What is expected:
Count the lines in the data below that contain the string "table", and give only that number.

━━ Exercise data ━━

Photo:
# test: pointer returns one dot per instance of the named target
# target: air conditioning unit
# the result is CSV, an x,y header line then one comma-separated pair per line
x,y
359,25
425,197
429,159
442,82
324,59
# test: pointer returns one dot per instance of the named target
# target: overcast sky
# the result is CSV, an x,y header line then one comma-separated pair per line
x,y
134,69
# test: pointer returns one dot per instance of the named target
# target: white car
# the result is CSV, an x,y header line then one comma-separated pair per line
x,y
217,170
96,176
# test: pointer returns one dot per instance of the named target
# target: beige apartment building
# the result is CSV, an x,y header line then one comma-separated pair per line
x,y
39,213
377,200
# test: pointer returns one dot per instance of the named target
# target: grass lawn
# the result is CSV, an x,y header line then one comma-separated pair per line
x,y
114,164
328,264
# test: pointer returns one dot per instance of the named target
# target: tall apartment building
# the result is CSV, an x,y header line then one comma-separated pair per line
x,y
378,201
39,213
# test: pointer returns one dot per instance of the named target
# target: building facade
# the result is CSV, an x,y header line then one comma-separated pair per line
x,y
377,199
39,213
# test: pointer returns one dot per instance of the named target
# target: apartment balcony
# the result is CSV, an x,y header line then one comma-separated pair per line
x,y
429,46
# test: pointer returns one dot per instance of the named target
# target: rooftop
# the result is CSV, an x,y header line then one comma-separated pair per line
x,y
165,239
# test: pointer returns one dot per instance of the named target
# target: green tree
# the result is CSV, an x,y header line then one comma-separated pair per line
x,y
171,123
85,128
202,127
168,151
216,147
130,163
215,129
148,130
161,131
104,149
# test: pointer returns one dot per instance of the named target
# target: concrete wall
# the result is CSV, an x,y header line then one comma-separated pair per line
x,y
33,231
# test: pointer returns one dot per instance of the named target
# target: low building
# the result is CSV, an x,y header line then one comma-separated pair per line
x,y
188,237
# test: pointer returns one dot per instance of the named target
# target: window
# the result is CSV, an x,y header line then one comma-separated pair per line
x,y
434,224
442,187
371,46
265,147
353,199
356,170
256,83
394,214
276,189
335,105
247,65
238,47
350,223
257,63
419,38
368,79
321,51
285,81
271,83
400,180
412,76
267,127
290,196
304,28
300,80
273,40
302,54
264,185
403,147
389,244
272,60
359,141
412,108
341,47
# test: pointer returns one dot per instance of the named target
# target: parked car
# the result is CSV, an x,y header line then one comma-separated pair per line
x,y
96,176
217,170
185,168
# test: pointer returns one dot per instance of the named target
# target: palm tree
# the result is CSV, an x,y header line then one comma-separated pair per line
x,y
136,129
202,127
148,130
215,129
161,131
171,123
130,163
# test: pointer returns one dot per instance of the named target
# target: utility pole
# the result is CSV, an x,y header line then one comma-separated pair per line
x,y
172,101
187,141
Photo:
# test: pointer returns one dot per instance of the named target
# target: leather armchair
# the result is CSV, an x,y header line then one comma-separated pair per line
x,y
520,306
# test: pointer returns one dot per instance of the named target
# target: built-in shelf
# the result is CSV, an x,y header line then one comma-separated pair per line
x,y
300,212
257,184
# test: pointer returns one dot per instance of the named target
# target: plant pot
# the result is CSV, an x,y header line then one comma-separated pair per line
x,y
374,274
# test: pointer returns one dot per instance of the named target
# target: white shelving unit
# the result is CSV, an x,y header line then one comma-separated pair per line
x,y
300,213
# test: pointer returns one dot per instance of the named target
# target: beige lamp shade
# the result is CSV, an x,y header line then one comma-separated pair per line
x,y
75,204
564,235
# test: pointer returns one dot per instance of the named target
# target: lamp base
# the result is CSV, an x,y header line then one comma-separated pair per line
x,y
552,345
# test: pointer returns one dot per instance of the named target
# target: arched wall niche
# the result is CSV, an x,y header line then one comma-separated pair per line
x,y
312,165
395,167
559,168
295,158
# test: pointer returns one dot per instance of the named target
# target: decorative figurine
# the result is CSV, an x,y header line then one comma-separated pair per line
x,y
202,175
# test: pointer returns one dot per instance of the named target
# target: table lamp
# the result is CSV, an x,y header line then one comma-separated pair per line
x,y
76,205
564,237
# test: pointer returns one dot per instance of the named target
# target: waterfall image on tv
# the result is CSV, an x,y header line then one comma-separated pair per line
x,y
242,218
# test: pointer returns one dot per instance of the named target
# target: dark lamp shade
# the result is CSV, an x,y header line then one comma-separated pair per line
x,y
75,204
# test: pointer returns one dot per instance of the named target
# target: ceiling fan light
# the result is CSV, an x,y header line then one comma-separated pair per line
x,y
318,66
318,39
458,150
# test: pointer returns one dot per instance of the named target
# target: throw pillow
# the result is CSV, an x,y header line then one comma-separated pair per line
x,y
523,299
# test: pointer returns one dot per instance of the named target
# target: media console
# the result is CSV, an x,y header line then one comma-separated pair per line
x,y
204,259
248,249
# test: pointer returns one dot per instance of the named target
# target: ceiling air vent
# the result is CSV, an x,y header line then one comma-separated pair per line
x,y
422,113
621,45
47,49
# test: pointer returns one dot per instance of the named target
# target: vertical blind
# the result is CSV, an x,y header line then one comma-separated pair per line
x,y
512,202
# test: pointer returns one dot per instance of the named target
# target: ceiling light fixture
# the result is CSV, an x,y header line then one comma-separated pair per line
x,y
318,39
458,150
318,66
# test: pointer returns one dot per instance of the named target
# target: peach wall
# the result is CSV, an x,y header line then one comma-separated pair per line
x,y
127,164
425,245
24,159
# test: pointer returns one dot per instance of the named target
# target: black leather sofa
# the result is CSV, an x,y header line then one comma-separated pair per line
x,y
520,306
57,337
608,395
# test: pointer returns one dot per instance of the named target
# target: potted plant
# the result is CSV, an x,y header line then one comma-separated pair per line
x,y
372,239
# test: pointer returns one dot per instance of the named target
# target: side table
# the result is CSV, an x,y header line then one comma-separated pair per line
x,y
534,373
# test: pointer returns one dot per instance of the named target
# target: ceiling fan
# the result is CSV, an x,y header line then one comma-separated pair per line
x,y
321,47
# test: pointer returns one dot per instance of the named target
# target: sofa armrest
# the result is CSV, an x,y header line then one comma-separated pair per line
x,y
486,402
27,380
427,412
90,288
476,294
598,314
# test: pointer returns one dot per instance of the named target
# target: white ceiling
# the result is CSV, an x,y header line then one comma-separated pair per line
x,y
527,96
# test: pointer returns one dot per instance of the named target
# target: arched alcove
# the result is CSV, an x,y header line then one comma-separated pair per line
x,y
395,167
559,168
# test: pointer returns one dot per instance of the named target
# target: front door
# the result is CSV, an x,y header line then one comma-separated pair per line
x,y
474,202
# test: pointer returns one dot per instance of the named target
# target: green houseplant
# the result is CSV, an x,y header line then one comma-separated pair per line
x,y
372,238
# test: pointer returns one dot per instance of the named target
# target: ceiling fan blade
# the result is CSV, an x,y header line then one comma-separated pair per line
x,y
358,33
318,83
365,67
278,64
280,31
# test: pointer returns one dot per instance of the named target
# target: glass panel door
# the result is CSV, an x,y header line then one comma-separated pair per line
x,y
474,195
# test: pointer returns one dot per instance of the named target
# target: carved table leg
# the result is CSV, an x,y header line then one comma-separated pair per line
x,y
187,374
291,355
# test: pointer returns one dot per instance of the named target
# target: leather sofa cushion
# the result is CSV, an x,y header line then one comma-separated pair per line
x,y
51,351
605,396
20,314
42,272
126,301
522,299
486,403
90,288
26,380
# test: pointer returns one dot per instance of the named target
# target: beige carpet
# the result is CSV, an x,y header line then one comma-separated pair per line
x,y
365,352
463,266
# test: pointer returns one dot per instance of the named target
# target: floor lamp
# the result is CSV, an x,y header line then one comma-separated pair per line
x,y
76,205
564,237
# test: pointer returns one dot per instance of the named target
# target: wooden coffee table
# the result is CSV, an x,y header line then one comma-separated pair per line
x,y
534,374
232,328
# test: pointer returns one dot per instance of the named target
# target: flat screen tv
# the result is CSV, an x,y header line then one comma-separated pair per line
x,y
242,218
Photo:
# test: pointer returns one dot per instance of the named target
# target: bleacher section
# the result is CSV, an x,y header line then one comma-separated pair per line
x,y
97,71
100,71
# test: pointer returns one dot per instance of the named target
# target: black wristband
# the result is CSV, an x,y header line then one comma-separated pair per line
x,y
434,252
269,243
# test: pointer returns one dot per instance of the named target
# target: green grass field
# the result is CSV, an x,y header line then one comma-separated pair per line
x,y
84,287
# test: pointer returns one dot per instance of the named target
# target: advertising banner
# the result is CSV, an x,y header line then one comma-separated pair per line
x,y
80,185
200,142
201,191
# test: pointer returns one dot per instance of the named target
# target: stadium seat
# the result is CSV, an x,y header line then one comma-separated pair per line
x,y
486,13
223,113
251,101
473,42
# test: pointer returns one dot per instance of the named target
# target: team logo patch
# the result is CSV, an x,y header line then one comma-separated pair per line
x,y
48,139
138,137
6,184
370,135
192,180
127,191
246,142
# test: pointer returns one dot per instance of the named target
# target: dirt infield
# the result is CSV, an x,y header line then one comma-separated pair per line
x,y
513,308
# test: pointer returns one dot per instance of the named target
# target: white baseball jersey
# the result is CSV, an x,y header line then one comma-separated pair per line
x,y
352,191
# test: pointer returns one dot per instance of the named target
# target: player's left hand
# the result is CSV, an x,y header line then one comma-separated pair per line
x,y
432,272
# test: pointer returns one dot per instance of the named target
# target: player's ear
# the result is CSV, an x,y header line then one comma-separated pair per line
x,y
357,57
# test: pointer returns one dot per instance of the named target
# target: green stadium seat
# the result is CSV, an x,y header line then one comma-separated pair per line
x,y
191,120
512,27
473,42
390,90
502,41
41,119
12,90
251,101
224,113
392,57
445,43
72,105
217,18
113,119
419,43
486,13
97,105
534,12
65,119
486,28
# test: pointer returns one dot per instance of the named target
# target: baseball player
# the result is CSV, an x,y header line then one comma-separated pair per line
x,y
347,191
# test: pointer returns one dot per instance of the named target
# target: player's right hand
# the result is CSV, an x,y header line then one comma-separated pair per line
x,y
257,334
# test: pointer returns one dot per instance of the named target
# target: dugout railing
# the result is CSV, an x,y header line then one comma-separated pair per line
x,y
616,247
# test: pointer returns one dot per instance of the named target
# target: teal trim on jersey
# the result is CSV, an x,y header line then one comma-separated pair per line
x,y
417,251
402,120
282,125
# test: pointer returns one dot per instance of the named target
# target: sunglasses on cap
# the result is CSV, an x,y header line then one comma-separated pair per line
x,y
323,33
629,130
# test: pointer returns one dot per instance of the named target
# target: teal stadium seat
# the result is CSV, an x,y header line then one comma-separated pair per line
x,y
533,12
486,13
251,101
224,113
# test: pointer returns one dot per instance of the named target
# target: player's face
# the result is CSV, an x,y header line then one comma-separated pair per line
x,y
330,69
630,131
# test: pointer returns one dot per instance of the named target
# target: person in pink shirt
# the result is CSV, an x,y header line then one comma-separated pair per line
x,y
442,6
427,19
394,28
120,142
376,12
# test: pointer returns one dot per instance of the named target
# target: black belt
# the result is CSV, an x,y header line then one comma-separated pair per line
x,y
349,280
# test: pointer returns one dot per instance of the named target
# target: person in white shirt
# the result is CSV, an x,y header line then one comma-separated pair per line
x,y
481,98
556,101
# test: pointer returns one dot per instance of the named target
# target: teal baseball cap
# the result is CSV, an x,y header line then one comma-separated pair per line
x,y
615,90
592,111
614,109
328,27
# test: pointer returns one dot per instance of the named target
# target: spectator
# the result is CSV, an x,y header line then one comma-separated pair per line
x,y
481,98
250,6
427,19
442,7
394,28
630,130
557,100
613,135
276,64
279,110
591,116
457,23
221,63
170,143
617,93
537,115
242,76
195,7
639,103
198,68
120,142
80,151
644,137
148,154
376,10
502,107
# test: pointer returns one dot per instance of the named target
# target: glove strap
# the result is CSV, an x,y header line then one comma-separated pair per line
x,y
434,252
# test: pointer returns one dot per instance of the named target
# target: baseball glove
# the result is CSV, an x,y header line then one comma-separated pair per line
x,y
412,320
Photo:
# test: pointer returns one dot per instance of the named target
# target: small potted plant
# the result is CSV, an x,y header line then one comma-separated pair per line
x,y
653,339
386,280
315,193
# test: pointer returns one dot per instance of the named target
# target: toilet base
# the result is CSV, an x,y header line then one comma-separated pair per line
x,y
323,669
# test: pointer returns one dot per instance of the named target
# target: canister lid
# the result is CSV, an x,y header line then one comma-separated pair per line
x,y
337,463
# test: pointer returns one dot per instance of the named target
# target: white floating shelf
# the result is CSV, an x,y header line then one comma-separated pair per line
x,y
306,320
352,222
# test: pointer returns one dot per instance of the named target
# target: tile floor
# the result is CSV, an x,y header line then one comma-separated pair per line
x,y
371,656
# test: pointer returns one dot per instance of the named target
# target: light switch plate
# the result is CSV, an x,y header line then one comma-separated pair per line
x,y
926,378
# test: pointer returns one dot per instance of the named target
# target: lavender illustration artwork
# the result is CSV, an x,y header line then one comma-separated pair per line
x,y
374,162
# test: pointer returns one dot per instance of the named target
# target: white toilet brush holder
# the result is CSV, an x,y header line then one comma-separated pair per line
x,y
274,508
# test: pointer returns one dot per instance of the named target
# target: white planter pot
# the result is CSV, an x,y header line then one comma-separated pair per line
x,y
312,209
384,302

━━━

Solution for this problem:
4